(Records contained in a dataset)
- - - - - - -

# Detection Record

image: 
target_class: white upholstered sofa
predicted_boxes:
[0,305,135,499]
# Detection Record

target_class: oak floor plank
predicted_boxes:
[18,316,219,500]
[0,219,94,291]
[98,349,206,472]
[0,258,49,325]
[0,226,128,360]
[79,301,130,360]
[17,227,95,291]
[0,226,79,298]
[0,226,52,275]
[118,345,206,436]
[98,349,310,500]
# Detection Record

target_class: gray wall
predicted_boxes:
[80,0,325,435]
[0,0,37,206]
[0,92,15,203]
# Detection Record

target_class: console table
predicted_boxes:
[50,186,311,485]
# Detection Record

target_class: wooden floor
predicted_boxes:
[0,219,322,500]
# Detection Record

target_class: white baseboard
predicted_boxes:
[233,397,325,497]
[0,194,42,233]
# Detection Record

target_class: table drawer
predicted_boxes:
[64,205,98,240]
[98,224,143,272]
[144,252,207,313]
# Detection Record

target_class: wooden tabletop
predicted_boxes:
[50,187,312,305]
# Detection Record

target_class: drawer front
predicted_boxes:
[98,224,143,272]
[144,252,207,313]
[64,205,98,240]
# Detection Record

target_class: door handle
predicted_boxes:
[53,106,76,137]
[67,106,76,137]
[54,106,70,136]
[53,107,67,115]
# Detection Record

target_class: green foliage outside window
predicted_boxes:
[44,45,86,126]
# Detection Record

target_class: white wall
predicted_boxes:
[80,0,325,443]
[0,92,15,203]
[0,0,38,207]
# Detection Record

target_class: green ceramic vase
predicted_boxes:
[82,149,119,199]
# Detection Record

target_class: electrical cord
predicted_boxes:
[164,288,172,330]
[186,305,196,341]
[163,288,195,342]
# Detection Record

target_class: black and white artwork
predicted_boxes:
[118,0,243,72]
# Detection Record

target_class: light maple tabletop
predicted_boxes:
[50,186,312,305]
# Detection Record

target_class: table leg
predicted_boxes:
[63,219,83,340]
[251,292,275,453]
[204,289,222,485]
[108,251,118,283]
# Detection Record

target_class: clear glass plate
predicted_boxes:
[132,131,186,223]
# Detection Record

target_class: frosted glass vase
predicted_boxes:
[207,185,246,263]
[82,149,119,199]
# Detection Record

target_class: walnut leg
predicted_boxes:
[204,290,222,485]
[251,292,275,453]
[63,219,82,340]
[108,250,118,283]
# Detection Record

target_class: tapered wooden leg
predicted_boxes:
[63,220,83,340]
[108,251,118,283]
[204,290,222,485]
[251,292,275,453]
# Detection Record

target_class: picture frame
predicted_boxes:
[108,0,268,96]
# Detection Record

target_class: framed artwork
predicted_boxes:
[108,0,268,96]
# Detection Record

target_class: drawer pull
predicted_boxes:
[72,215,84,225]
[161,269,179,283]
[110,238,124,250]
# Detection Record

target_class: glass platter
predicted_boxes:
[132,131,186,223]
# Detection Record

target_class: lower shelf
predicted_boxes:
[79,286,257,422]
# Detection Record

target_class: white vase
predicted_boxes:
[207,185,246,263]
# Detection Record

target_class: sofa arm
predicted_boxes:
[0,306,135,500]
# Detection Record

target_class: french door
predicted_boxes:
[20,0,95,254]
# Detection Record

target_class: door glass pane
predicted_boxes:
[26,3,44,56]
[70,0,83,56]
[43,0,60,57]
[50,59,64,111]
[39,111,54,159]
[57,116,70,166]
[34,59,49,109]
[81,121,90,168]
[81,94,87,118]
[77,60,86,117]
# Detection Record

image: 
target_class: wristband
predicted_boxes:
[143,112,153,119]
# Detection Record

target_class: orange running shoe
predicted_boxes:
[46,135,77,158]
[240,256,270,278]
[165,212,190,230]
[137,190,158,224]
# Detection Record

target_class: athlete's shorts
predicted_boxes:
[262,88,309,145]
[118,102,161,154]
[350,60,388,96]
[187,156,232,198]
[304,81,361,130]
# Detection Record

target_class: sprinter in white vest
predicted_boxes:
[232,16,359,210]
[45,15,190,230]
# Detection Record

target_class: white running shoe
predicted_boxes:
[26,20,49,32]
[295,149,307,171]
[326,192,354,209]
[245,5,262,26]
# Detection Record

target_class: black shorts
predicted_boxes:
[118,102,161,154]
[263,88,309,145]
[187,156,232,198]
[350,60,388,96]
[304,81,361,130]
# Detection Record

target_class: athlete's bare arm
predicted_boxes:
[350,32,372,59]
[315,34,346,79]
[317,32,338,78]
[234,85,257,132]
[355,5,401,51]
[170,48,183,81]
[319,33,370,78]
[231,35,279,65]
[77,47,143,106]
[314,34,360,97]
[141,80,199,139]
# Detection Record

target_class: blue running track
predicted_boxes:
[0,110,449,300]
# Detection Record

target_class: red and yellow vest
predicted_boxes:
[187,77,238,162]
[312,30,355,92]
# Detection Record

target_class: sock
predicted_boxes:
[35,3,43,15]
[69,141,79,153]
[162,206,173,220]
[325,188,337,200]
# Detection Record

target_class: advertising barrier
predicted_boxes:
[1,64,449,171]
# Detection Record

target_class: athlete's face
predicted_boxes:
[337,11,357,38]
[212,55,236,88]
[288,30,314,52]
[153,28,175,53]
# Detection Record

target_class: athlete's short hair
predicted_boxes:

- - - - - - -

Write the data above out again in full, with every word as given.

- **TASK RESPONSE**:
# Detection Record

image: 
target_class: white upholstered sofa
predicted_boxes:
[0,305,135,499]
# Detection Record

target_class: oak floor plank
predicted_boxes:
[18,316,219,500]
[0,219,94,291]
[98,349,206,472]
[0,258,49,325]
[0,226,128,360]
[79,301,130,360]
[17,227,95,291]
[0,226,79,298]
[0,226,52,275]
[118,345,206,436]
[98,349,310,500]
# Detection Record

target_class: gray wall
predicted_boxes:
[80,0,325,435]
[0,0,37,206]
[0,92,15,203]
# Detection Record

target_class: console table
predicted_boxes:
[50,186,311,485]
# Detection Record

target_class: wooden floor
predicted_boxes:
[0,219,322,500]
# Detection Record

target_class: white baseboard
predicted_boxes:
[233,397,325,497]
[0,194,42,233]
# Detection Record

target_class: table drawer
predicted_boxes:
[64,205,98,240]
[98,224,143,272]
[144,252,207,313]
# Detection Record

target_class: wooden tabletop
predicted_boxes:
[50,187,312,305]
# Detection Record

target_class: drawer front
predicted_boxes:
[98,224,143,272]
[144,252,207,313]
[64,205,98,240]
# Detection Record

target_class: door handle
predicted_boxes:
[53,106,76,137]
[67,106,76,137]
[54,106,70,136]
[53,107,67,115]
# Detection Record

target_class: green foliage outside window
predicted_boxes:
[44,45,86,126]
# Detection Record

target_class: white wall
predicted_boxes:
[80,0,325,443]
[0,92,15,203]
[0,0,38,207]
# Detection Record

target_class: green ceramic vase
predicted_boxes:
[82,149,119,199]
# Detection Record

target_class: electrical cord
predicted_boxes:
[164,288,172,330]
[186,305,196,341]
[163,288,195,342]
# Detection Record

target_class: black and white artwork
predicted_boxes:
[118,0,243,72]
# Detection Record

target_class: light maple tabletop
predicted_boxes:
[50,186,312,305]
# Detection Record

target_class: table leg
predicted_boxes:
[63,219,83,340]
[251,292,275,453]
[204,289,222,485]
[108,251,118,283]
# Detection Record

target_class: clear glass plate
predicted_boxes:
[132,131,186,223]
# Detection Record

target_class: frosted glass vase
predicted_boxes:
[207,185,246,263]
[82,149,119,199]
# Detection Record

target_class: walnut leg
predicted_boxes:
[204,290,222,485]
[251,292,275,453]
[63,219,82,340]
[108,250,118,283]
# Detection Record

target_class: tapered wooden leg
predicted_boxes:
[63,220,83,340]
[108,251,118,283]
[204,290,222,485]
[251,292,275,453]
# Detection Record

target_class: picture frame
predicted_boxes:
[108,0,268,96]
# Detection Record

target_class: framed artwork
predicted_boxes:
[108,0,268,96]
# Detection Record

target_class: drawer pull
predicted_boxes:
[72,215,84,225]
[161,269,179,283]
[110,238,124,250]
# Detection Record

target_class: glass platter
predicted_boxes:
[132,131,186,223]
# Detection Record

target_class: lower shelf
predicted_boxes:
[79,286,257,422]
# Detection Record

target_class: white vase
predicted_boxes:
[207,185,246,263]
# Detection Record

target_class: sofa arm
predicted_boxes:
[0,306,135,500]
# Detection Record

target_class: french door
predicted_boxes:
[20,0,95,254]
# Detection Record

target_class: door glass pane
predicted_boxes:
[26,3,44,56]
[70,0,83,56]
[43,0,60,57]
[50,59,64,111]
[39,111,54,159]
[57,116,70,166]
[34,59,49,109]
[81,121,90,168]
[81,94,87,118]
[77,60,86,117]
# Detection Record

image: 
target_class: wristband
predicted_boxes:
[143,112,153,119]
# Detection Record

target_class: orange running shoe
predicted_boxes:
[46,135,77,158]
[240,256,270,278]
[165,212,190,230]
[137,190,158,224]
# Detection Record

target_class: athlete's shorts
predicted_boxes:
[262,88,309,145]
[118,102,161,154]
[350,60,388,96]
[187,156,232,198]
[304,81,361,130]
# Detection Record

target_class: sprinter in white vest
predicted_boxes:
[232,16,359,210]
[45,15,190,230]
# Detection Record

target_class: white running shoe
predicted_boxes:
[26,20,49,32]
[295,149,307,171]
[326,192,354,209]
[245,5,262,26]
# Detection Record

target_class: black shorts
predicted_boxes:
[118,102,161,154]
[263,88,309,145]
[187,156,232,198]
[350,60,388,96]
[304,81,361,130]
# Detection Record

target_class: athlete's bare arm
predicted_boxes:
[350,32,372,59]
[315,34,346,79]
[317,32,338,78]
[234,85,257,132]
[355,5,401,51]
[170,48,183,81]
[319,33,370,78]
[231,35,279,65]
[77,47,143,106]
[314,34,360,97]
[141,80,199,139]
# Detection Record

target_class: blue running track
predicted_boxes:
[0,110,449,300]
# Detection Record

target_class: red and yellow vest
predicted_boxes:
[187,77,238,162]
[312,30,355,92]
# Detection Record

target_class: sock
predicted_boxes:
[35,3,43,15]
[69,141,79,153]
[162,206,173,220]
[325,188,337,200]
# Detection Record

target_class: advertising barrier
predicted_boxes:
[1,64,449,171]
# Detection Record

target_class: athlete's face
predicted_boxes:
[337,11,357,38]
[212,55,236,88]
[288,30,314,52]
[153,28,175,53]
# Detection Record

target_class: athlete's short hair
predicted_boxes:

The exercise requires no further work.